Records of labeled points:
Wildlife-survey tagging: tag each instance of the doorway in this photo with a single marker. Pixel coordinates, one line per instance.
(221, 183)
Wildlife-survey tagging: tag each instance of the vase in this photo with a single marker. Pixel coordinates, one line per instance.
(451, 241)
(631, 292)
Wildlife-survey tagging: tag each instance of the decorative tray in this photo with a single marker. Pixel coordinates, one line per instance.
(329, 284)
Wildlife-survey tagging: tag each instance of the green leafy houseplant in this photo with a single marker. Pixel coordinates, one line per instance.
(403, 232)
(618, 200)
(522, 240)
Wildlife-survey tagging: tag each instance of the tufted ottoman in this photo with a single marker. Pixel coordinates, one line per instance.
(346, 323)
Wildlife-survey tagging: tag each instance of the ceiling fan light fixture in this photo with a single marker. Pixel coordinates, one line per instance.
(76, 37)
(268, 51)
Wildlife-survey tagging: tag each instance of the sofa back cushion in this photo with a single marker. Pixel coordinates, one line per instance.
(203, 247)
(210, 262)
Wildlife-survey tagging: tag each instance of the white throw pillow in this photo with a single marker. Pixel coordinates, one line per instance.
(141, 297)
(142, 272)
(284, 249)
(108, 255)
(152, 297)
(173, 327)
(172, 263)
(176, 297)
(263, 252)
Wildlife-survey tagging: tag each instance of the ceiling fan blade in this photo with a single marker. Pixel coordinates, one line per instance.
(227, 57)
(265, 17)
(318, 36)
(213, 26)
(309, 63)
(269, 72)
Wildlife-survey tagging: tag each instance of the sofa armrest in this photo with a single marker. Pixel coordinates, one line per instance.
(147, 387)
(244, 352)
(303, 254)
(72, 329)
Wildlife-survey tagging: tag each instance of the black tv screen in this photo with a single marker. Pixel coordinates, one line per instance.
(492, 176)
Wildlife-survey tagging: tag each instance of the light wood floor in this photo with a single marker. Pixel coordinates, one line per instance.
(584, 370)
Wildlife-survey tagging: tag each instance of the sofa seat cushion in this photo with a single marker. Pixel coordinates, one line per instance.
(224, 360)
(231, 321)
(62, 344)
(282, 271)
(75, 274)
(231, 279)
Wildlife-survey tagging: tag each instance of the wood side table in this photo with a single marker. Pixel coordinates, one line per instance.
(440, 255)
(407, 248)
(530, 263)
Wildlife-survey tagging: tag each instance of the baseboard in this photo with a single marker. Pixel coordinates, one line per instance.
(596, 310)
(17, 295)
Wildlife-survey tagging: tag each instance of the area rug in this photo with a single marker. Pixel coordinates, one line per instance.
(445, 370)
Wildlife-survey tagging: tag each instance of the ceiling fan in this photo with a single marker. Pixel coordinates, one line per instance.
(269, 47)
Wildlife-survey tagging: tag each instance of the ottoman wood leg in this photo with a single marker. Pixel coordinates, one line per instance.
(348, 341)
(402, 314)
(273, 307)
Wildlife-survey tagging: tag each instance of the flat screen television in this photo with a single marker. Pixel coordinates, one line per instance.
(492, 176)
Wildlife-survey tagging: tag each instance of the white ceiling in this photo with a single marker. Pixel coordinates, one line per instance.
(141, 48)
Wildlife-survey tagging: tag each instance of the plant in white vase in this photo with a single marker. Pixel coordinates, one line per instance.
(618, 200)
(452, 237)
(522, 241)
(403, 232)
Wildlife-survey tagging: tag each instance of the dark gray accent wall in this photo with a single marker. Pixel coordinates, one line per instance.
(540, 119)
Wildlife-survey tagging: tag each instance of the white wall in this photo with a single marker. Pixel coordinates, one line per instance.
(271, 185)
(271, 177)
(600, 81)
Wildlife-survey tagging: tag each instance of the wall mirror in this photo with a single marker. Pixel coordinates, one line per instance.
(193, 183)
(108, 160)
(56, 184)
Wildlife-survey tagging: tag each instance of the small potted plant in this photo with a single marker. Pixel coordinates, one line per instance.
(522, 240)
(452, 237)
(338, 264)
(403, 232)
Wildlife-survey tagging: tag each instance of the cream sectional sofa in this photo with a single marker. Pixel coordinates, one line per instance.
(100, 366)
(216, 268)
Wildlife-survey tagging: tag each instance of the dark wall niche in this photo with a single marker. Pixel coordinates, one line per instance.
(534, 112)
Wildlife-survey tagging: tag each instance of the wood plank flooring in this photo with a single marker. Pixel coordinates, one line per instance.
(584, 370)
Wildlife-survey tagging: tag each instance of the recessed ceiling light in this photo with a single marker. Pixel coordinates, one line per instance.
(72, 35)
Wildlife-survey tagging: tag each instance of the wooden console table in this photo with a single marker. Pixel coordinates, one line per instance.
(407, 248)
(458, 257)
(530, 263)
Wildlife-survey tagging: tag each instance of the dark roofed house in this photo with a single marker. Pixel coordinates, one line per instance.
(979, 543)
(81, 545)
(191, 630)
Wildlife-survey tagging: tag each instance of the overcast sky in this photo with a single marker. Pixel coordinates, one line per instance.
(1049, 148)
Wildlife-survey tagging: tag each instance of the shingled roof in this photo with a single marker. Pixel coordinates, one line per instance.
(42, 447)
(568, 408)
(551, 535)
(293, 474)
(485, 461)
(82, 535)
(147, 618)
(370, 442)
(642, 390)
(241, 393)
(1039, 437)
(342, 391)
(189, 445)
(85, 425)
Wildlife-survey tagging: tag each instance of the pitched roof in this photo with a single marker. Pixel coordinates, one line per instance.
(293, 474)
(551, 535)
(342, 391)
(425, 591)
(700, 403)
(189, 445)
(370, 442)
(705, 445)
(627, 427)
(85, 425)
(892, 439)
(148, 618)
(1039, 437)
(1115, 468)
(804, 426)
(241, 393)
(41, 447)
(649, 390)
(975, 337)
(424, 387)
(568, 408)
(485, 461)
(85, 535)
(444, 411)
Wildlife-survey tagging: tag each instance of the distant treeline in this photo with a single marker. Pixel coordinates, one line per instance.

• [Your instructions]: Please output the entries above, every line exactly as it reads.

• [Exercise result]:
Wildlife-survey tagging: tag each instance of the doorway in this photo with a single marker. Pixel coordinates, one line per instance.
(221, 183)
Wildlife-survey tagging: tag each instance of the vase in this photo with a single marker. Pixel coordinates, one line per instance.
(451, 241)
(631, 292)
Wildlife-survey tagging: tag each instance of the decorative tray in this photo with a single marker. Pixel coordinates, one line per instance.
(329, 284)
Wildlife-survey tagging: tag each instance of the green leafy houseplant in this photo with a single marker. Pixel coordinates, one line per instance.
(403, 232)
(618, 200)
(522, 240)
Wildlife-survey tagging: tag each instance of the tufted ottoman in this photo with a single marker. Pixel coordinates, one line per instance.
(346, 323)
Wildlife-survey tagging: tag each instance of the ceiling fan light fixture in this photo with a single marker. Pixel coordinates, one line per instance.
(76, 37)
(268, 51)
Wildlife-survey tagging: tag each instance of the sofa back cushion in this photo with a single marker. Pixel coordinates, one line per instance.
(203, 247)
(210, 262)
Wildlife-survey tagging: tag each instance of the white throw pillow in this photo with a single marker. Pixel coordinates, one line per instance.
(141, 297)
(142, 272)
(284, 249)
(108, 255)
(152, 297)
(173, 327)
(172, 263)
(176, 297)
(263, 252)
Wildlife-survey tagging: tag each instance of the ceiling fan blade in this photo with a single marker. Pixel coordinates, one line per instance.
(227, 57)
(265, 17)
(318, 36)
(213, 26)
(309, 63)
(269, 72)
Wildlife-survey tagging: tag each instance of the sofa armrest in this photo with a single marker. Pixel coordinates, one line per instance.
(147, 387)
(244, 352)
(303, 254)
(72, 329)
Wildlife-survey tagging: tag each instance of the black tv screen in this photo with a single marker. Pixel coordinates, one line per instance.
(492, 176)
Wildlife-survey tagging: tag each instance of the light wood floor in this photo with a single marker. Pixel coordinates, one line per instance.
(584, 370)
Wildlife-survey tagging: tag each instance of the sofa seat cushion in this photo with a single marker. Pixel coordinates, one line per instance.
(224, 360)
(231, 321)
(62, 344)
(282, 271)
(75, 274)
(231, 279)
Wildlife-survey tagging: tag each instance of the wood side table in this photo with a single marker. Pixel coordinates, one line per instance.
(440, 255)
(407, 248)
(530, 263)
Wildlife-survey tagging: tag each instance of the baseboard in this photo with a single marker. Pixel coordinates, one line per instance.
(596, 310)
(17, 295)
Wildlife-survey tagging: tag each instance of the area rug in this photo with a single marker. Pixel coordinates, one line per instance.
(445, 370)
Wildlife-survey tagging: tag each instance of the ceiling fan in this photo with a single marker. Pixel coordinates, one line per instance.
(269, 47)
Wildlife-survey tagging: tag each instance of the ottoman wood leg in this photo with a single marker. Pixel coordinates, one line per instance.
(348, 341)
(402, 314)
(273, 307)
Wildlife-survey tagging: tag each instance of the flat screen television in this photo with a single marker. Pixel coordinates, one line per instance.
(492, 176)
Wildlife-survey tagging: tag each instance of the white ceiling in this photo with a single marker. Pixel coordinates, one line per instance.
(141, 48)
Wildlife-survey tagging: tag each instance of the plant in white vase in this photo with a single marker. Pixel coordinates, one line per instance.
(618, 200)
(452, 237)
(522, 241)
(403, 232)
Wildlife-survey tagging: tag each instance of the dark gray accent wall in this photo with a single marker. Pixel coordinates, one line per instance.
(540, 119)
Wildlife-survey tagging: tag each instance of the white wall in this photo with a single marker. Pixel coordinates, one line per instance.
(271, 185)
(271, 177)
(600, 81)
Wildlife-survey tagging: tag each instance of the wall mirror in this photo with a single marker. Pixel coordinates, one line per instance.
(193, 183)
(108, 160)
(56, 184)
Wildlife-survey tagging: tag each instance of the small potted plant in this photo with a single marker. Pixel coordinates, one line per instance.
(522, 240)
(452, 237)
(338, 264)
(403, 232)
Wildlife-survey tagging: tag each instance of the cream sectional sofa in this photo with a single marker. Pixel coordinates, one line per instance.
(100, 366)
(216, 268)
Wildlife-survey tagging: tag each instance of the dark wall niche in this photo with a single marker. Pixel coordinates, one line per instance.
(534, 112)
Wildlife-survey tagging: tag each instance of the wood plank flooring in this photo with a single marker. Pixel coordinates, one line per instance.
(584, 370)
Wildlife-survey tagging: tag each instance of the recessed ceiling light in this photo with a single marker. Pixel coordinates, one line per instance.
(72, 35)
Wildlife-survey tagging: tag each instance of the wooden console table in this photo with a single marker. Pixel coordinates, one line per instance.
(407, 248)
(458, 257)
(530, 263)
Wildlife-survey tagging: tag each instance of the dark roofed house in this photo with a single marker. Pixel coordinates, one line per instance.
(979, 543)
(81, 545)
(191, 630)
Wildlife-survey tagging: tag each instance of the overcast sky in this photo with a single marker. Pixel coordinates, one line per instance.
(1049, 148)
Wildlife-survey tagging: tag each instance of the shingled roof in this photo with a single marker. Pixel coordinates, one line per instance.
(42, 447)
(568, 408)
(551, 535)
(293, 474)
(485, 461)
(82, 535)
(147, 618)
(370, 442)
(642, 390)
(241, 393)
(1039, 437)
(342, 391)
(189, 445)
(85, 425)
Wildlife-survey tagging: tag each instance of the pitched roof in this photo with a single marker. Pixel coordinates, one line per instance.
(293, 474)
(551, 535)
(342, 391)
(425, 591)
(700, 403)
(189, 445)
(370, 442)
(705, 445)
(627, 427)
(85, 425)
(892, 439)
(148, 618)
(1039, 437)
(1115, 468)
(804, 426)
(241, 393)
(41, 447)
(649, 390)
(975, 337)
(424, 387)
(568, 408)
(485, 461)
(85, 535)
(444, 411)
Wildlife-survey tagging: tag each instance of the distant treeline in this photo with a single marker. Pixel coordinates, one line per instance.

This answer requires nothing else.